-- REQUIRED TASKS --
(a) Set down the part of the passage on the Hoover Dam between "The Hoover Dam, however, not" and "into the desert.", inclusive.
(b) According to the passage on the Hoover Dam, how much was spent on building it?
(c) Name every U.S. state mentioned in the passage on the Hoover Dam.

-- Start of SELECTED TEXT --

The Hoover Dam, however, not only stands as an exemplary engineering feat. It also represents a stunning financial accomplishment. Congress approved the project during the Great Depression, resulting in thousands of jobs that helped pull the American economy from disaster. $49 million was spent on the construction project. The Hoover Dam’s location 30 miles southeast of Las Vegas on the Nevada-Arizona border had been scouted for several years. While the Hoover Dam’s location made it possible to prevent devastating floods and produce a significant amount of hydropower, it was very difficult for builders to bring the required materials and equipment so deep into the desert.
On average, the Hoover Dam produces about 4.2 terawatt hours per year and provides water to approximately 8 million people living in California, Nevada, and Arizona.

-- End of SELECTED TEXT --
-- Start of RECORD EXTRACTS --

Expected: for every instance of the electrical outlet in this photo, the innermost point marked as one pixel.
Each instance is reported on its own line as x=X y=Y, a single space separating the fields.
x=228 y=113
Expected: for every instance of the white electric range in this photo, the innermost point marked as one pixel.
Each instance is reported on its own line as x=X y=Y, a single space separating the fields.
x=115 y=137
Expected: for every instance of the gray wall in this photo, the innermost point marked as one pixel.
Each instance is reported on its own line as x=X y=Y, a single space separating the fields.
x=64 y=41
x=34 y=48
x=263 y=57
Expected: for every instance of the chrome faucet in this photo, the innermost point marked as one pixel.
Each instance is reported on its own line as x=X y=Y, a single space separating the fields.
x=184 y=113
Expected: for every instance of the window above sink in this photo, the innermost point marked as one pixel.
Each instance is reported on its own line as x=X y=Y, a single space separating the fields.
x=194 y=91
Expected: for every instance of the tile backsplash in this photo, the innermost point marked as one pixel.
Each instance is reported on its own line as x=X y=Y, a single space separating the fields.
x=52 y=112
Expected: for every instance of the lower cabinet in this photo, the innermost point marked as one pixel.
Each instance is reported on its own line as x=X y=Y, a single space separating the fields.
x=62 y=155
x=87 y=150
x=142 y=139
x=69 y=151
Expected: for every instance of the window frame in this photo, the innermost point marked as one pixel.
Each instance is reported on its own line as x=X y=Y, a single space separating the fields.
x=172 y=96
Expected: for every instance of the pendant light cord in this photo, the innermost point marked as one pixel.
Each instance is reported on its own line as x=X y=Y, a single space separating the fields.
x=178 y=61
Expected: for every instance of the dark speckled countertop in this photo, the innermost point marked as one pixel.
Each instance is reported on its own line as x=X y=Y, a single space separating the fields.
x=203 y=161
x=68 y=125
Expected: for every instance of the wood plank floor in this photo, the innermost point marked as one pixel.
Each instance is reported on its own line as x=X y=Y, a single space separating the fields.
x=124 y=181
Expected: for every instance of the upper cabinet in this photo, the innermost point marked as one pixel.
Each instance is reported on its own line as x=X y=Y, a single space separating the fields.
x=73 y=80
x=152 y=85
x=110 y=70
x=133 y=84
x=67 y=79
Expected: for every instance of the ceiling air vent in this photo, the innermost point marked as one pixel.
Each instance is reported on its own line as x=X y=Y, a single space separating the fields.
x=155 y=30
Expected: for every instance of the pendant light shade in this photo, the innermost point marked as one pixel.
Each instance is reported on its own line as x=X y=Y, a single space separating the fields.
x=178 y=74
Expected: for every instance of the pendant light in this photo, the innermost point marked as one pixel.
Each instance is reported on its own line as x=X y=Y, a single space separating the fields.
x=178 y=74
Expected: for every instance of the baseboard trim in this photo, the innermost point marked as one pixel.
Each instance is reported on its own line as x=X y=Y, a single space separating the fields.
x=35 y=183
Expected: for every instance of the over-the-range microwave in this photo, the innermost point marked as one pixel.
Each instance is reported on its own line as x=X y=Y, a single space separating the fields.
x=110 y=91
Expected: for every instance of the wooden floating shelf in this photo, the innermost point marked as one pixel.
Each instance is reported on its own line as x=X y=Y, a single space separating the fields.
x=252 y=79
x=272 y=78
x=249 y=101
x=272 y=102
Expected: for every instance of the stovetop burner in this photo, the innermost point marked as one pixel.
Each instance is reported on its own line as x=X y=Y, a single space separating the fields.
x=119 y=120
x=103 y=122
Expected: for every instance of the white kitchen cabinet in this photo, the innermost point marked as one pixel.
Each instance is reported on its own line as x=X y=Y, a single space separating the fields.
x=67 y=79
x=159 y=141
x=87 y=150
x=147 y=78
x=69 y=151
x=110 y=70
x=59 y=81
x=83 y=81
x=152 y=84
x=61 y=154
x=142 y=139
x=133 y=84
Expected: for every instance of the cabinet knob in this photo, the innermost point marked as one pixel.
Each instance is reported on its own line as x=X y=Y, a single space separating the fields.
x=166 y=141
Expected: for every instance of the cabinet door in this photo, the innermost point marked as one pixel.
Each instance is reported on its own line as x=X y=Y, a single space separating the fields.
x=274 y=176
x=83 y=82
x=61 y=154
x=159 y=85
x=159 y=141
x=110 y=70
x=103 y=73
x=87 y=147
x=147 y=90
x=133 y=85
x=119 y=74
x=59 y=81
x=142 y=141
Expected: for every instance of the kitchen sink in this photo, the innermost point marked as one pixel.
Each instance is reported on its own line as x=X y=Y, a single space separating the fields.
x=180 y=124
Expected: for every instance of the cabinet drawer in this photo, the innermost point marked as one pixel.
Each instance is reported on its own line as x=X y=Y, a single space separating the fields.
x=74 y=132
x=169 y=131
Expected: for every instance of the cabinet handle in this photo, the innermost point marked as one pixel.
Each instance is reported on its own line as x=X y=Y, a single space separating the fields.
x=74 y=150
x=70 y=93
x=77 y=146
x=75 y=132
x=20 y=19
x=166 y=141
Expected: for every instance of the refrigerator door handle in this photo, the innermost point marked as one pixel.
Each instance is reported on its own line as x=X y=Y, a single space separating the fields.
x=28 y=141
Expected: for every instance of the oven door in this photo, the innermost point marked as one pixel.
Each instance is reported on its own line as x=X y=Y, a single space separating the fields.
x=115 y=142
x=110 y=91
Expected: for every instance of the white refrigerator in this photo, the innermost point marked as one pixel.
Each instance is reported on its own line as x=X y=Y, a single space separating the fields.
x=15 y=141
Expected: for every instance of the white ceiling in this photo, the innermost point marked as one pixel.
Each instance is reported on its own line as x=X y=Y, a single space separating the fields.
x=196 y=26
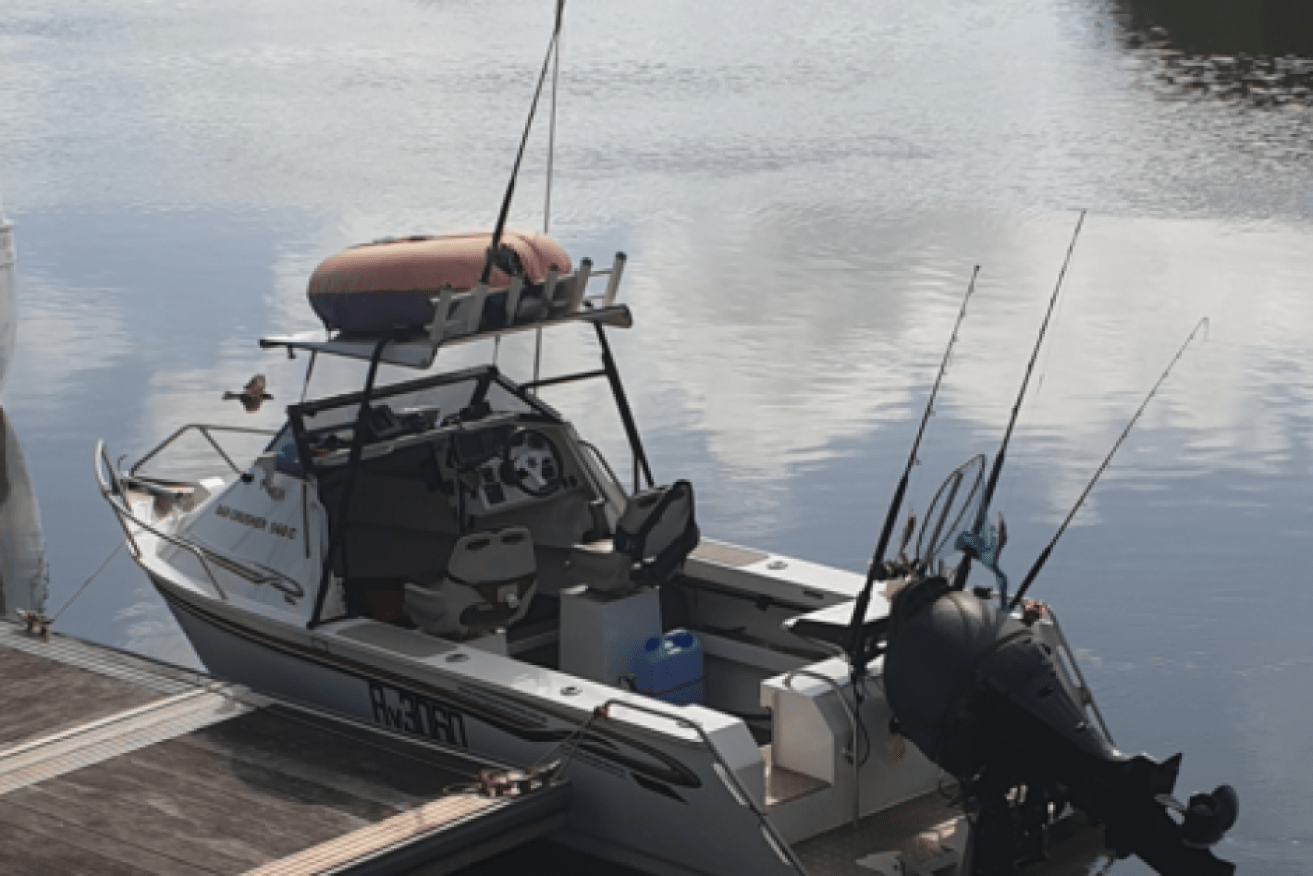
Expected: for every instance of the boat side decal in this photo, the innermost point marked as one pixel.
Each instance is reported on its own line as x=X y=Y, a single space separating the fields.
x=524 y=721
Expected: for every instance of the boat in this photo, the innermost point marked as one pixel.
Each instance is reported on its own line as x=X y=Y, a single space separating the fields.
x=448 y=557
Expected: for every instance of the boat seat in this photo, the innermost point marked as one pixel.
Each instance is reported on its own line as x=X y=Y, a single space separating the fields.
x=653 y=537
x=489 y=583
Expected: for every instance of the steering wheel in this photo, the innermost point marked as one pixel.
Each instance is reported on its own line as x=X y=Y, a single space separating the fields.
x=532 y=464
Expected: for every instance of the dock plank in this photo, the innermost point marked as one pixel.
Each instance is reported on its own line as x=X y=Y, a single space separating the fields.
x=76 y=850
x=176 y=763
x=46 y=696
x=147 y=826
x=381 y=770
x=110 y=765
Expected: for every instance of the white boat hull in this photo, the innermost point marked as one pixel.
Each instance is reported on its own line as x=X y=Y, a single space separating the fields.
x=680 y=818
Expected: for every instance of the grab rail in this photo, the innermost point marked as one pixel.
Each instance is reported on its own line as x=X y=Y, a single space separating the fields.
x=772 y=837
x=852 y=726
x=204 y=430
x=113 y=485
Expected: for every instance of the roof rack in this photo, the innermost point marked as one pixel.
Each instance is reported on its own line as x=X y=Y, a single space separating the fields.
x=464 y=317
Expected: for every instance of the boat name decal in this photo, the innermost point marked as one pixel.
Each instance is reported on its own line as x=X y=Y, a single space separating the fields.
x=256 y=523
x=399 y=709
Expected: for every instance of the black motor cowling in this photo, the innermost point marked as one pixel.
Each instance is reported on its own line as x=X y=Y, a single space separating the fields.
x=980 y=695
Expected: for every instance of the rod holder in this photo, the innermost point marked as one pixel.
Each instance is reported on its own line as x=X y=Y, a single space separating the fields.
x=475 y=304
x=441 y=311
x=581 y=284
x=617 y=268
x=512 y=298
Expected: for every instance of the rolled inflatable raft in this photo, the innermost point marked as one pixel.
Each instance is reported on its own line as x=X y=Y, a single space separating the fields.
x=378 y=286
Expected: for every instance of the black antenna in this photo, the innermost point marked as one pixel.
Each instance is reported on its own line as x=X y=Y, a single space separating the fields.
x=524 y=139
x=859 y=611
x=1044 y=554
x=964 y=568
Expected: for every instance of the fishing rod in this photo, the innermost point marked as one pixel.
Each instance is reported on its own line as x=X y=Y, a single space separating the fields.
x=859 y=611
x=1044 y=554
x=970 y=547
x=524 y=139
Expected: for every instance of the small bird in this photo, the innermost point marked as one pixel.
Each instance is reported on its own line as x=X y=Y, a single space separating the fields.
x=252 y=395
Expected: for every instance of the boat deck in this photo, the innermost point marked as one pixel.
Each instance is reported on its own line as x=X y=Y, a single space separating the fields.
x=110 y=763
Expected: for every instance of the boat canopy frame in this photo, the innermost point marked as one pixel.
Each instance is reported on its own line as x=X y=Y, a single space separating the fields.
x=485 y=377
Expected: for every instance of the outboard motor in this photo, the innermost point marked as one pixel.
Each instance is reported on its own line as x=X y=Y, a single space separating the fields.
x=981 y=696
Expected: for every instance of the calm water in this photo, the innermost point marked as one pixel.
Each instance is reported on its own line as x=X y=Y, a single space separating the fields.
x=802 y=195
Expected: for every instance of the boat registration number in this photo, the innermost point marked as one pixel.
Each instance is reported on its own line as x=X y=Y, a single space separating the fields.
x=408 y=712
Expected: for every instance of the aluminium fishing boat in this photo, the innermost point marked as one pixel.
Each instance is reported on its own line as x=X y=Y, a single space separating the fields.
x=449 y=557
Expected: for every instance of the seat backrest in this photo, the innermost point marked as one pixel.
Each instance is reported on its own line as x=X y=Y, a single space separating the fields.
x=493 y=557
x=658 y=529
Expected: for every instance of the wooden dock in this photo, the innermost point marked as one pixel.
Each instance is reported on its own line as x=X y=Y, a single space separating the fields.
x=113 y=763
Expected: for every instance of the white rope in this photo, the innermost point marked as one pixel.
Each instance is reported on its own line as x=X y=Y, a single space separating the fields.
x=86 y=583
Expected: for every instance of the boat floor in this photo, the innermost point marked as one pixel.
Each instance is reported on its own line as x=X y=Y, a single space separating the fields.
x=1076 y=849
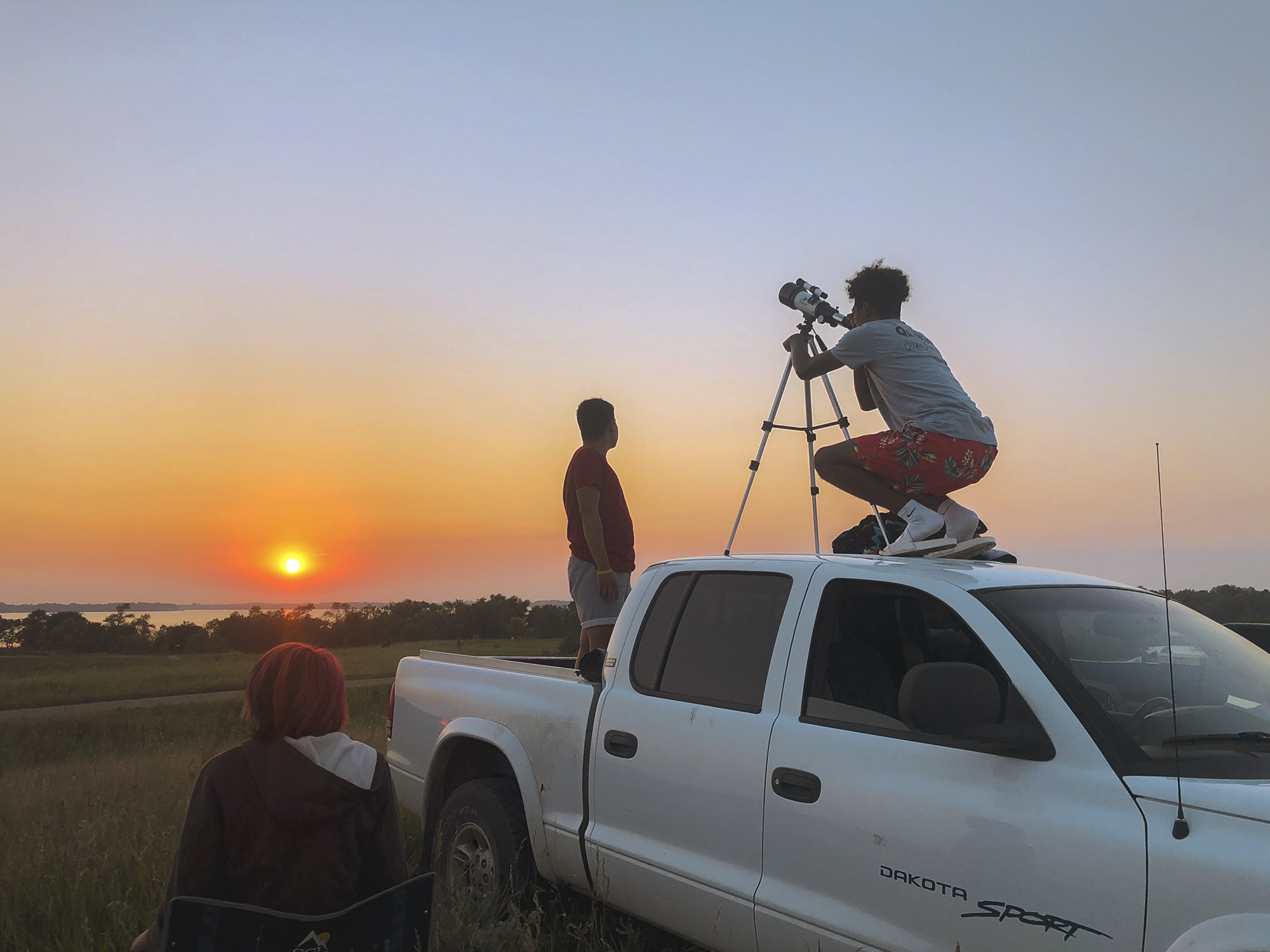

-- End of RECORD EXTRACTS --

-- RESPONSES TO THE TASKS --
(a)
The Hoover Dam, however, not only stands as an exemplary engineering feat. It also represents a stunning financial accomplishment. Congress approved the project during the Great Depression, resulting in thousands of jobs that helped pull the American economy from disaster. $49 million was spent on the construction project. The Hoover Dam’s location 30 miles southeast of Las Vegas on the Nevada-Arizona border had been scouted for several years. While the Hoover Dam’s location made it possible to prevent devastating floods and produce a significant amount of hydropower, it was very difficult for builders to bring the required materials and equipment so deep into the desert.

(b) $49 million.

(c) Nevada, Arizona, California